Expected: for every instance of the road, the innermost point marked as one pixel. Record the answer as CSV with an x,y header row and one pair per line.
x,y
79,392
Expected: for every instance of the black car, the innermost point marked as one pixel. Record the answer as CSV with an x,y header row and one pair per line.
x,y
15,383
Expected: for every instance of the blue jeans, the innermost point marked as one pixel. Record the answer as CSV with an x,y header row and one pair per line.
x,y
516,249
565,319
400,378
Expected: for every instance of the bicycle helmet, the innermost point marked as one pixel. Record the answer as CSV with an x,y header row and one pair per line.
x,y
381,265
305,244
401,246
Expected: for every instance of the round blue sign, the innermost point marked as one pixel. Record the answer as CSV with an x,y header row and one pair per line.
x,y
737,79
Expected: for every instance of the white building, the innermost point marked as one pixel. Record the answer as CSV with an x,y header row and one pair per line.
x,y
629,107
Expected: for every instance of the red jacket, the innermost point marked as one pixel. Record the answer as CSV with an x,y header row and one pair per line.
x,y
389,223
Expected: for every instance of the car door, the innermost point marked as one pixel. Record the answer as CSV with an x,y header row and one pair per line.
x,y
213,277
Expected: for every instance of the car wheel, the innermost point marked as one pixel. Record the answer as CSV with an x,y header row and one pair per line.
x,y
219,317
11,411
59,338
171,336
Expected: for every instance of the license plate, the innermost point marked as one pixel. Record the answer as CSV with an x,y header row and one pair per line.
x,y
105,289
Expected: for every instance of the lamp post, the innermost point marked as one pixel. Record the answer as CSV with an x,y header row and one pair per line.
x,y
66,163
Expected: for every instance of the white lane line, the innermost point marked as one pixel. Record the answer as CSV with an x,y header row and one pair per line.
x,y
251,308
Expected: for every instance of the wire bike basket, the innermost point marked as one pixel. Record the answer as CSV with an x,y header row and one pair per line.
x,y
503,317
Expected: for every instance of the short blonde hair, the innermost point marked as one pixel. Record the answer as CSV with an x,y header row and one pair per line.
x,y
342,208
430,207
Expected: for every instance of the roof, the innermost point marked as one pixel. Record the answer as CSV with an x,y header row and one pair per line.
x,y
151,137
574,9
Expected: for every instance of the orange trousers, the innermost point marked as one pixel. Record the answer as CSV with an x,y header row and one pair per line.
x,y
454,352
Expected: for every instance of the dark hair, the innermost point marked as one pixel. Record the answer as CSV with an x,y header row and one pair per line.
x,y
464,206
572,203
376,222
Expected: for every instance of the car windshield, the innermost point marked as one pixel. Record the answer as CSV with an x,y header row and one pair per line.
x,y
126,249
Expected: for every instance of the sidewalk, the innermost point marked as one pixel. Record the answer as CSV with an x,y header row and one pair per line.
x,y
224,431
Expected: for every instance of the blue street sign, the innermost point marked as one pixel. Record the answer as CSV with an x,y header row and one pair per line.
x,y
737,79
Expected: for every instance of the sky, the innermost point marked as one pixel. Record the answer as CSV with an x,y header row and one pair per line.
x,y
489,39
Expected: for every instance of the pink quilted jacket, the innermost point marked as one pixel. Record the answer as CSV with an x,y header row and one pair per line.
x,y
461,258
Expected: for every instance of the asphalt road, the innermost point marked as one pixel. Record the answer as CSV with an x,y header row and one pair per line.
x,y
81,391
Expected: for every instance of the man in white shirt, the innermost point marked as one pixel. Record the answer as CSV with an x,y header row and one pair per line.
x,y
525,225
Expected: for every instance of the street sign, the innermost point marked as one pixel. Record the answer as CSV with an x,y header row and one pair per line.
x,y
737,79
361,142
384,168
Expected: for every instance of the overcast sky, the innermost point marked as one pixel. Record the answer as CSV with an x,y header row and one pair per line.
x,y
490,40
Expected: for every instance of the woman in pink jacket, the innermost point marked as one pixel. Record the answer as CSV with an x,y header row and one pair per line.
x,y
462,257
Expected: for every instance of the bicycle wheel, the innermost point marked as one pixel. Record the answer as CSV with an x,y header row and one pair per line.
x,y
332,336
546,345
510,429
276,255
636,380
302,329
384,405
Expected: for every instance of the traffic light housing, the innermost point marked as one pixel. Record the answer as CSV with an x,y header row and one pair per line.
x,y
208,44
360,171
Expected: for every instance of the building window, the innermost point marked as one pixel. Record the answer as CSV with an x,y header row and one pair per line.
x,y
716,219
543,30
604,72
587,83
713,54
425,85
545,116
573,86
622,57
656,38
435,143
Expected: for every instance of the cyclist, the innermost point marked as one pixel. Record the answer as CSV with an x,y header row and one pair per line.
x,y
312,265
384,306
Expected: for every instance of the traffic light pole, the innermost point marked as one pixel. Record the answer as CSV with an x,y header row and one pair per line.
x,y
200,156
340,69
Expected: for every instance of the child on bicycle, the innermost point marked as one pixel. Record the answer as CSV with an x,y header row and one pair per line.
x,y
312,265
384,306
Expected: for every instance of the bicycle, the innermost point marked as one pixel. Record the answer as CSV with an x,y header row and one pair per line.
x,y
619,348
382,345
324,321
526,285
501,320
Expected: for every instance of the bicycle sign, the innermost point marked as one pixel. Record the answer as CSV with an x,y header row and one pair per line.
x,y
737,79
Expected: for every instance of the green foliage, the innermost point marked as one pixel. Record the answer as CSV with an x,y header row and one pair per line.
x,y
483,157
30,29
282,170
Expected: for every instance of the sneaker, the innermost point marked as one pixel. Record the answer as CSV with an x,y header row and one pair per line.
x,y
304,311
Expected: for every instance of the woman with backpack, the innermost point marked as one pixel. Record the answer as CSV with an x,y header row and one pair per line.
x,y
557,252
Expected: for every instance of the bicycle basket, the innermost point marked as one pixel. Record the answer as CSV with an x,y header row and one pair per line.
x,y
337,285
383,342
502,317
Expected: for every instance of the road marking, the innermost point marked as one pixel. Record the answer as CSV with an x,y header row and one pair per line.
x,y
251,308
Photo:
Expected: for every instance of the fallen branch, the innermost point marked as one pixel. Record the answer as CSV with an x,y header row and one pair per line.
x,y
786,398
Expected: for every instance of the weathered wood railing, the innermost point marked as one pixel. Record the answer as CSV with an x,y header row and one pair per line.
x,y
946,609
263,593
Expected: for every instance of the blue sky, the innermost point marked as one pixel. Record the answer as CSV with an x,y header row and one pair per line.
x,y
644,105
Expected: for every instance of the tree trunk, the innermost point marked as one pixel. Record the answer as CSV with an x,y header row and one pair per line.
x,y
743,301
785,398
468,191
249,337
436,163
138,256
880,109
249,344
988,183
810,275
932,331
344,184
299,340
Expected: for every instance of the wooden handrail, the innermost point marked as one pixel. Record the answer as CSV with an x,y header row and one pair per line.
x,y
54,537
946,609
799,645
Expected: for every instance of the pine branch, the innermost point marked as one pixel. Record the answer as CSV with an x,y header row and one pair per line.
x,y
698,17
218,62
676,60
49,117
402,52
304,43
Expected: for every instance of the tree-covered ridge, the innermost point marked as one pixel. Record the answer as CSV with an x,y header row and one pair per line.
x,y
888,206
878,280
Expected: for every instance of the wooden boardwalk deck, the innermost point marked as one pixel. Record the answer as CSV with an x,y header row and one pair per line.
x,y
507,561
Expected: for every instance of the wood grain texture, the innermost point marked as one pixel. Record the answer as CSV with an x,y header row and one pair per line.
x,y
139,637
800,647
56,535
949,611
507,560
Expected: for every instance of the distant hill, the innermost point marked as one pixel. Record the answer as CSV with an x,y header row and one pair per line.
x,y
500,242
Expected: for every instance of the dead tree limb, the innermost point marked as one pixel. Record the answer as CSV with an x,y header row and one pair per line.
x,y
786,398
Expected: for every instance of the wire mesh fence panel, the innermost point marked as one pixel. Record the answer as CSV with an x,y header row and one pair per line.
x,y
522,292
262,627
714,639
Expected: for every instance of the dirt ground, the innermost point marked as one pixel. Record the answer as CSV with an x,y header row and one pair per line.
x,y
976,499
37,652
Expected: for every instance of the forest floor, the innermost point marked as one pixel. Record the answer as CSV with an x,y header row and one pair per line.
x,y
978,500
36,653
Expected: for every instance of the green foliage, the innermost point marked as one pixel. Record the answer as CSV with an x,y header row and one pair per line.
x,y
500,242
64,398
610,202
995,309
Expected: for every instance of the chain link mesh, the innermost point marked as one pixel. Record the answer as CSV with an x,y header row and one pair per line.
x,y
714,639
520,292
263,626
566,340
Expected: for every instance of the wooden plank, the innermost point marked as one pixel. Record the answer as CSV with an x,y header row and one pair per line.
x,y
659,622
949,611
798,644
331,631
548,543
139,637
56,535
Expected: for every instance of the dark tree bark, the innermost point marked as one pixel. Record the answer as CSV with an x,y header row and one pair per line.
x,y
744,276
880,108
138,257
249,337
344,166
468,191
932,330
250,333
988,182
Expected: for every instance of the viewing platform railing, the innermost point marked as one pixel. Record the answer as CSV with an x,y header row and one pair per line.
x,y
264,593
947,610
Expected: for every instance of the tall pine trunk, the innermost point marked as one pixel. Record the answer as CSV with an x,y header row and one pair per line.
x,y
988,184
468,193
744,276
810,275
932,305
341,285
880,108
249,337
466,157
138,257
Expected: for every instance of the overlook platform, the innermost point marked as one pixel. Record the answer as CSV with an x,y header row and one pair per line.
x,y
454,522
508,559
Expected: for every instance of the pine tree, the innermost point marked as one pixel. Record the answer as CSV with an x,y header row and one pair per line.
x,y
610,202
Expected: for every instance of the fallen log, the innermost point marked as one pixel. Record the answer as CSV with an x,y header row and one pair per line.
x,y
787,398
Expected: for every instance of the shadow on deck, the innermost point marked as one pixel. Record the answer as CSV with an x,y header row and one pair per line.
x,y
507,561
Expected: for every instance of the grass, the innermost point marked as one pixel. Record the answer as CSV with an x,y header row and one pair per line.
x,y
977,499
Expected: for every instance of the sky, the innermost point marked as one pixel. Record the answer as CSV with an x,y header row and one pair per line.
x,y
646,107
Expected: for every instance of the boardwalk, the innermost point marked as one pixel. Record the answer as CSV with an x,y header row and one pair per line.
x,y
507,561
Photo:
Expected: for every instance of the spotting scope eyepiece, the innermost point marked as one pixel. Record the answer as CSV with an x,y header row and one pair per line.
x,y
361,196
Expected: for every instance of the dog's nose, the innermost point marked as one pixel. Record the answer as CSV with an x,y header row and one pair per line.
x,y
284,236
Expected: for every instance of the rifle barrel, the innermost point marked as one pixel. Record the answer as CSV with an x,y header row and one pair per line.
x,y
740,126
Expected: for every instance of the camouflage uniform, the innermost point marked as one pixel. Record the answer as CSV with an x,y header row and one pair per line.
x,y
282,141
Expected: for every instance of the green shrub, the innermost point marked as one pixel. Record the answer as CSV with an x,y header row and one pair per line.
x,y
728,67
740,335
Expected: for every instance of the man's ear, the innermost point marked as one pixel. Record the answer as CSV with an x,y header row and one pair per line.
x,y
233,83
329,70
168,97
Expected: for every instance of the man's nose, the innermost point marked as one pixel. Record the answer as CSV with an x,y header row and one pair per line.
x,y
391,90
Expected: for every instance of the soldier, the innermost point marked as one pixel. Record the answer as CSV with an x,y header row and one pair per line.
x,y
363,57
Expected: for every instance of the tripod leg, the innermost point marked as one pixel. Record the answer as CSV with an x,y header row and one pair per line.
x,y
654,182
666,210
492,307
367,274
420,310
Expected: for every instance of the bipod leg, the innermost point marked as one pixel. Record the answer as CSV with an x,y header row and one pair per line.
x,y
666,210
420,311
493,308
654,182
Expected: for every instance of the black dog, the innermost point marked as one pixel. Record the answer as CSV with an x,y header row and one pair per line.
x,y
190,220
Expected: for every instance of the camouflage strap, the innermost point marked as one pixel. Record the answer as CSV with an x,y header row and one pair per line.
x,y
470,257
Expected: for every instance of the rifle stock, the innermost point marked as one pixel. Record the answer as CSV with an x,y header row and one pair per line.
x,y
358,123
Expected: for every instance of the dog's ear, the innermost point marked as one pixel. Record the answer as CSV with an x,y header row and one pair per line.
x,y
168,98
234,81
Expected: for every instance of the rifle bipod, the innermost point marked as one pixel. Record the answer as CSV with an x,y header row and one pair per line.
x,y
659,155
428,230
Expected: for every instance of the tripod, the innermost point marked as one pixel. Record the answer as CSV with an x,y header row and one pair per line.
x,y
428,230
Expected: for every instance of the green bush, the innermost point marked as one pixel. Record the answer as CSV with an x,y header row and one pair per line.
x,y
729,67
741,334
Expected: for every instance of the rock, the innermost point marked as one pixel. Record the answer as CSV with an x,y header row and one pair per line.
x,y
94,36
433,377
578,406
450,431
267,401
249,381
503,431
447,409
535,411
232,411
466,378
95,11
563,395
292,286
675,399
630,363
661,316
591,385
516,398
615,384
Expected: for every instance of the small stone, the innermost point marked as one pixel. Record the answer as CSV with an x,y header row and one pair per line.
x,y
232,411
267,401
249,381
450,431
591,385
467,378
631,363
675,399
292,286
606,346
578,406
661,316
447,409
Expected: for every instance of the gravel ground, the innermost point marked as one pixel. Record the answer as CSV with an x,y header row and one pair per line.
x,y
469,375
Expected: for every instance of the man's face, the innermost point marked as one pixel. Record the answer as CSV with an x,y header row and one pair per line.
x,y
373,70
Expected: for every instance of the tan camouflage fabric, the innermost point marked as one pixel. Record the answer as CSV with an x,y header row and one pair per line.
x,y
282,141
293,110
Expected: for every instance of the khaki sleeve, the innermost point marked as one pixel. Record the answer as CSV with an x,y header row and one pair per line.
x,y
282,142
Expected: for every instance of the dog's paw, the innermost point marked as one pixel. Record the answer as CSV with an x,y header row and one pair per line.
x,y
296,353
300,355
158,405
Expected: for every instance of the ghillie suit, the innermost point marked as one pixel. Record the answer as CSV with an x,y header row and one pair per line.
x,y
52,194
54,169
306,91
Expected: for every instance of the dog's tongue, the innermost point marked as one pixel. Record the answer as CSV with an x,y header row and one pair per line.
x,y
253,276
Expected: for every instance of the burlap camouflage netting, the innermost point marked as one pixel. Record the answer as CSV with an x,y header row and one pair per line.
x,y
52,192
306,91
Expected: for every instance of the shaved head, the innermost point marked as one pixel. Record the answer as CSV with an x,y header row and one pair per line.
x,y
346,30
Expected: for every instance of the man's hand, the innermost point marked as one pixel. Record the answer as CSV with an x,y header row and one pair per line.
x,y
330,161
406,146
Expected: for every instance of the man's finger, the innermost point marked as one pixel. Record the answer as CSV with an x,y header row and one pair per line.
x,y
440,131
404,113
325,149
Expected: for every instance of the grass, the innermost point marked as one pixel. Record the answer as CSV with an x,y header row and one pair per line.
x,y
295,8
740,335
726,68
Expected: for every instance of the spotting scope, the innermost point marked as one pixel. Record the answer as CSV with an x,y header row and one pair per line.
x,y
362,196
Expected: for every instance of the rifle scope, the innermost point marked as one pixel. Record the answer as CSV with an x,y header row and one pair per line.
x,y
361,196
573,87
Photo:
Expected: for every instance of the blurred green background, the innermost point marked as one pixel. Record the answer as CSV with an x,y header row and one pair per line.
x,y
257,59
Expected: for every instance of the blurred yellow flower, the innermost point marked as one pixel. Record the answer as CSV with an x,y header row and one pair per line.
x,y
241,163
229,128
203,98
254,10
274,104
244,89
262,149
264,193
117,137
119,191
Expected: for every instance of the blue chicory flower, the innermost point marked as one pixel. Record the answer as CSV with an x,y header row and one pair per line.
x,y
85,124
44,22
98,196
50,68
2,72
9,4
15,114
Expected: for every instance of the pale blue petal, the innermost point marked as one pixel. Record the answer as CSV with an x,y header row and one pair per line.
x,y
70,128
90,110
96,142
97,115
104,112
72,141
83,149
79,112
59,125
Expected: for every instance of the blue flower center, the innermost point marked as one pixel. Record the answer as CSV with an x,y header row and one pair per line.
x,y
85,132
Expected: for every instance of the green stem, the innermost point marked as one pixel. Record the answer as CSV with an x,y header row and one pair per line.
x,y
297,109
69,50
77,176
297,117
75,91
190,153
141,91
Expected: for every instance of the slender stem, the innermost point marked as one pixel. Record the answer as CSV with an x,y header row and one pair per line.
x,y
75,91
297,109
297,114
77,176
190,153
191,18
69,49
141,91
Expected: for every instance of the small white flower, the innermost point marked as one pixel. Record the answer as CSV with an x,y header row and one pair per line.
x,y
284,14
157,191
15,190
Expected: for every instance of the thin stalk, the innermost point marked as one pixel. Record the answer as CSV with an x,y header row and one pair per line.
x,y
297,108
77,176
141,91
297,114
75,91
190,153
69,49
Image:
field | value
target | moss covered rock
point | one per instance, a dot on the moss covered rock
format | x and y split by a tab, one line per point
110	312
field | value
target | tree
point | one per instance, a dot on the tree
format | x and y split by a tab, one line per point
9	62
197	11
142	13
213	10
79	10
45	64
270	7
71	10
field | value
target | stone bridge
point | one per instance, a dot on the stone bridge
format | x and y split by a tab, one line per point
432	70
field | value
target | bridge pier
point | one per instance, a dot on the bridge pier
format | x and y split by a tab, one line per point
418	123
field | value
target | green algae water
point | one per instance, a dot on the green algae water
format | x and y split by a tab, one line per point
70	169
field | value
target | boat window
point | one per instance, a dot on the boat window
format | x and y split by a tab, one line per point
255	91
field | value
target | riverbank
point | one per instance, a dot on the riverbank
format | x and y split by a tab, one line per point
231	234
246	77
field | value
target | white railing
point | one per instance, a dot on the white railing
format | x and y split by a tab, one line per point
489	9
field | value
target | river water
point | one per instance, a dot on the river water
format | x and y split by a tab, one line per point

□ □ □ □ □ □ □

WHAT YOU SHOULD DO >> Find the lines that mention "riverbank" in the entries and show them.

WRITTEN ANSWER >>
target | riverbank
point | one per instance, a dot on the riverbank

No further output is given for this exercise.